(Extracted data entries)

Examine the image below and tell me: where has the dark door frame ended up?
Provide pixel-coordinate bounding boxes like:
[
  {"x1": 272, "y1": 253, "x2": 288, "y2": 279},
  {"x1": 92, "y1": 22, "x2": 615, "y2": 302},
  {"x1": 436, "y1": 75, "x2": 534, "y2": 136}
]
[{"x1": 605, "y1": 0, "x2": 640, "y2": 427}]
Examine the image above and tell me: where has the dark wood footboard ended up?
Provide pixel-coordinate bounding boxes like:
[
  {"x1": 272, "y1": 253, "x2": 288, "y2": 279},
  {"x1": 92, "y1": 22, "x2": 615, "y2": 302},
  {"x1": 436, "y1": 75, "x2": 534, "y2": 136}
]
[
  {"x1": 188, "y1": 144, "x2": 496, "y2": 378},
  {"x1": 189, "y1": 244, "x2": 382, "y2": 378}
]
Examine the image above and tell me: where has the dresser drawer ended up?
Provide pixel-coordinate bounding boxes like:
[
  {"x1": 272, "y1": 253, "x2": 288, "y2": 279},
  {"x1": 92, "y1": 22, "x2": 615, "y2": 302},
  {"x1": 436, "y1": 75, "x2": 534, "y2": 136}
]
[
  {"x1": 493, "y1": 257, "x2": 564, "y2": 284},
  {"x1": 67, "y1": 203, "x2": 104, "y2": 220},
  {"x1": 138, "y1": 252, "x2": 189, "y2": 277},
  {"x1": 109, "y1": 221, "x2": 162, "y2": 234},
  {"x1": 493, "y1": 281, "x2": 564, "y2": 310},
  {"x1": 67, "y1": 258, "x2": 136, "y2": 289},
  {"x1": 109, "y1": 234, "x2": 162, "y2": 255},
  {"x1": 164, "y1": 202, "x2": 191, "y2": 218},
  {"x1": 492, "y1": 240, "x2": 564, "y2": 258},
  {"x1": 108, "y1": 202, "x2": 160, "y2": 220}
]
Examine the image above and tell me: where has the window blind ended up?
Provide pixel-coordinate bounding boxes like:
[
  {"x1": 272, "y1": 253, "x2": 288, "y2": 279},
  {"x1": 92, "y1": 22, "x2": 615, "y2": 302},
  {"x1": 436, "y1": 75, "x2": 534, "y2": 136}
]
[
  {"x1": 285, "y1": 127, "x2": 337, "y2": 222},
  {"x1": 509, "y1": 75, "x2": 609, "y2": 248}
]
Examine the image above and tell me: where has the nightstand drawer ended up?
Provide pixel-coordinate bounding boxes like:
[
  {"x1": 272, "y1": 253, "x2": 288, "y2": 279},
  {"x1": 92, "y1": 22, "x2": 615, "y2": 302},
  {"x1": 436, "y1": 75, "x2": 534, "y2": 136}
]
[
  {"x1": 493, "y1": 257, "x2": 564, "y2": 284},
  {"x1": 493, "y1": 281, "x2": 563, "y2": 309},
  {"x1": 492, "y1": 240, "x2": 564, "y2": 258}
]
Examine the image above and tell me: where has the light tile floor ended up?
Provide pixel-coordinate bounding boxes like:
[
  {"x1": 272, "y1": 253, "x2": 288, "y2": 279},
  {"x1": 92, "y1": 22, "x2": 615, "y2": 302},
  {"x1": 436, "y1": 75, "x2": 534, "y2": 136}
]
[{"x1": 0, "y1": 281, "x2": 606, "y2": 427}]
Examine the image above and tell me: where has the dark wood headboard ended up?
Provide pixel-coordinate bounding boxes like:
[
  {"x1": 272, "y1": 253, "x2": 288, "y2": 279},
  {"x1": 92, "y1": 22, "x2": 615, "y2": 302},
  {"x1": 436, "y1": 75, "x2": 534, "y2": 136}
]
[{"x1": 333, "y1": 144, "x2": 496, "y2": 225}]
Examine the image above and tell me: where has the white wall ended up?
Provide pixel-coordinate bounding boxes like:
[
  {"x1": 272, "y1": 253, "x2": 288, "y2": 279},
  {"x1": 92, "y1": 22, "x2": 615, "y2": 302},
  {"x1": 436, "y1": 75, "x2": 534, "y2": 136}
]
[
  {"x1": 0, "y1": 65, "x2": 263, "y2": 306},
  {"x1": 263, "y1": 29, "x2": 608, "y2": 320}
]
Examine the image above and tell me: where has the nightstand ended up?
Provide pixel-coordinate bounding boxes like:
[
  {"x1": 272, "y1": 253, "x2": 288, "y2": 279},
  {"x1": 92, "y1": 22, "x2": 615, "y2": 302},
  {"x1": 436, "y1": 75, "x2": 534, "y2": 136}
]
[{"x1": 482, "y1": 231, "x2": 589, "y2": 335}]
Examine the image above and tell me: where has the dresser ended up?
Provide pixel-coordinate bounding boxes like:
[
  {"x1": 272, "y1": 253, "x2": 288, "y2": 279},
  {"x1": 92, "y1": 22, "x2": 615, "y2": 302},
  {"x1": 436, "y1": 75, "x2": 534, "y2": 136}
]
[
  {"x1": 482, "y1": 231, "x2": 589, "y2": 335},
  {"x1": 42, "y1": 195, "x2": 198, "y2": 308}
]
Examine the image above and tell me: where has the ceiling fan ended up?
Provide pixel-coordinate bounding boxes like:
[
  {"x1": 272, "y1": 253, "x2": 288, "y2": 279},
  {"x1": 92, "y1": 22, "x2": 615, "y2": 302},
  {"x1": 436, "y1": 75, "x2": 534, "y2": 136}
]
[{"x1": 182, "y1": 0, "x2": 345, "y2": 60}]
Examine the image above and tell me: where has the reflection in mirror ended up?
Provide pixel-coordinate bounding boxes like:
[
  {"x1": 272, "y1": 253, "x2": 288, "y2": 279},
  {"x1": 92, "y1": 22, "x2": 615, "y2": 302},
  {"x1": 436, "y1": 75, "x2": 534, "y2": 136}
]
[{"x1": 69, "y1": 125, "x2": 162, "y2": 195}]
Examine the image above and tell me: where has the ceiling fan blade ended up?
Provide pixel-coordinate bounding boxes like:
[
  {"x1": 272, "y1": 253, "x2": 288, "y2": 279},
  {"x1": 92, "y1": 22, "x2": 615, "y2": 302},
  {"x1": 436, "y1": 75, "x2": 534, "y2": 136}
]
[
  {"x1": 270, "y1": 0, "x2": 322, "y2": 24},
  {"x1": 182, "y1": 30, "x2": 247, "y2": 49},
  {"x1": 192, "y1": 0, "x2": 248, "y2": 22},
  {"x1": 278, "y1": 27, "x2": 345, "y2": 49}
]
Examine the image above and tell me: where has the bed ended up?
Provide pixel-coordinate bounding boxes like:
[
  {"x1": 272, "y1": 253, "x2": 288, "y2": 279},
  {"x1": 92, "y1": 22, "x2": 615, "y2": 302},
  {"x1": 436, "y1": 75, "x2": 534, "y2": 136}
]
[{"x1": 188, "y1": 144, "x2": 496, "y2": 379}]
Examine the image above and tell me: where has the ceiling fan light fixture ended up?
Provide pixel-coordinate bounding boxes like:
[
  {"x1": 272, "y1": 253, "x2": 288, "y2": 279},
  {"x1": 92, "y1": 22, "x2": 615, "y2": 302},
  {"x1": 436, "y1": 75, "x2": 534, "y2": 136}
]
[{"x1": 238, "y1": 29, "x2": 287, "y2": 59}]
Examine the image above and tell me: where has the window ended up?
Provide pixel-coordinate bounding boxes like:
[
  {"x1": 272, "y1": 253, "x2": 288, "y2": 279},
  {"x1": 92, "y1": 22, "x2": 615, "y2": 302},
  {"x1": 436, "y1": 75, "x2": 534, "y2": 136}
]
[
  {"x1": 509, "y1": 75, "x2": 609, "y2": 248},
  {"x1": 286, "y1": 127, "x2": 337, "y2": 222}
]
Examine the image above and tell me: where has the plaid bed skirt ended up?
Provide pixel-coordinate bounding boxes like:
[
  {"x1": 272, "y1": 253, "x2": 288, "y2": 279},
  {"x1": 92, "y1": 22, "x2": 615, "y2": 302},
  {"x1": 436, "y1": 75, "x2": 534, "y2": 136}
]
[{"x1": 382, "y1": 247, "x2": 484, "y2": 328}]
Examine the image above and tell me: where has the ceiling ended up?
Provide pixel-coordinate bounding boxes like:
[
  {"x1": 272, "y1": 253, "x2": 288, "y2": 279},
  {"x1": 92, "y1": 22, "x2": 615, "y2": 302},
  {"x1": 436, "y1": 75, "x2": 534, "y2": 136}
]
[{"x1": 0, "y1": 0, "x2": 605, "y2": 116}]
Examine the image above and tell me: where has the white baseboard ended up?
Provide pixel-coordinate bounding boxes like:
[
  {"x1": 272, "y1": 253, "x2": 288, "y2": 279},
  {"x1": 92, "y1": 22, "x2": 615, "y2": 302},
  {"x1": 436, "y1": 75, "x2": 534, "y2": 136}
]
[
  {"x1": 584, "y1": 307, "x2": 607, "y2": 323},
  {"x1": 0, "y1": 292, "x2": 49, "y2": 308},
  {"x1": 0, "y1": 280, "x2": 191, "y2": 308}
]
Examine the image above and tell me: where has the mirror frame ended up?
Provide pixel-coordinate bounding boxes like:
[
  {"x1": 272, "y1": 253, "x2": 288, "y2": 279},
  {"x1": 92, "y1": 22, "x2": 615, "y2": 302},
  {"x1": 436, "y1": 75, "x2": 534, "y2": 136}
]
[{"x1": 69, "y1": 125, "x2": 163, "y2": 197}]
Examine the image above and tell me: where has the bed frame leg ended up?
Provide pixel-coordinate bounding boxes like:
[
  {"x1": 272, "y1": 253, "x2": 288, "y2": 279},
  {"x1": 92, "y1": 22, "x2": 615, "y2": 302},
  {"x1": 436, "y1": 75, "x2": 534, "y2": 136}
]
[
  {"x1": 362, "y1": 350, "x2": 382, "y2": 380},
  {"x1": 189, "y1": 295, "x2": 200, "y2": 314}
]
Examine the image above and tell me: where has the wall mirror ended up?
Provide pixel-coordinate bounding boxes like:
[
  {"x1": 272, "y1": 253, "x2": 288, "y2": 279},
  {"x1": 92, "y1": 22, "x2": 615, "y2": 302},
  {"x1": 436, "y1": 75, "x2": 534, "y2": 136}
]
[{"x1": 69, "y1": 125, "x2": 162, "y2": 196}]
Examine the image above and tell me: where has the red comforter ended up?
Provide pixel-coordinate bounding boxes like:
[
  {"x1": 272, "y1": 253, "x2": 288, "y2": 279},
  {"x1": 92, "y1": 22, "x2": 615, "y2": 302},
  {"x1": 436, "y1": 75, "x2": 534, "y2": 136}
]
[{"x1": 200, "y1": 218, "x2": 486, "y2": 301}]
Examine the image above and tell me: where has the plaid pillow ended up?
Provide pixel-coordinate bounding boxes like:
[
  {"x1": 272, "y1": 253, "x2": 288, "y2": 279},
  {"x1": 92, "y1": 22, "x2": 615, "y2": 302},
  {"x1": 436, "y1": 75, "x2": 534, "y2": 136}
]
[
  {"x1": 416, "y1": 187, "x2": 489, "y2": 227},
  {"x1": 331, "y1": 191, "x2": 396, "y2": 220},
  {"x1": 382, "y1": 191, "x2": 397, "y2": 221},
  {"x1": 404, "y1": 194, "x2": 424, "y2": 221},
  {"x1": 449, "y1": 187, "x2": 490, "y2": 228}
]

Exercise: Reproduce word for word the records starting at the line containing "Examine the image above and tell me: where has the red" and ending with the last line of the records, both ends included.

Correct response:
Examine the image above and tell me: where has the red comforter ended up?
Provide pixel-coordinate bounding boxes like:
[
  {"x1": 272, "y1": 253, "x2": 288, "y2": 279},
  {"x1": 92, "y1": 22, "x2": 615, "y2": 302},
  {"x1": 436, "y1": 75, "x2": 534, "y2": 136}
]
[{"x1": 200, "y1": 218, "x2": 486, "y2": 301}]
Examine the image above and tell me: where has the plaid pillow ended up?
Provide pixel-coordinate bounding boxes like:
[
  {"x1": 272, "y1": 253, "x2": 288, "y2": 279},
  {"x1": 92, "y1": 22, "x2": 615, "y2": 302},
  {"x1": 436, "y1": 75, "x2": 534, "y2": 136}
]
[
  {"x1": 416, "y1": 187, "x2": 489, "y2": 227},
  {"x1": 331, "y1": 191, "x2": 396, "y2": 220},
  {"x1": 382, "y1": 191, "x2": 397, "y2": 221},
  {"x1": 404, "y1": 194, "x2": 424, "y2": 221},
  {"x1": 449, "y1": 187, "x2": 490, "y2": 228}
]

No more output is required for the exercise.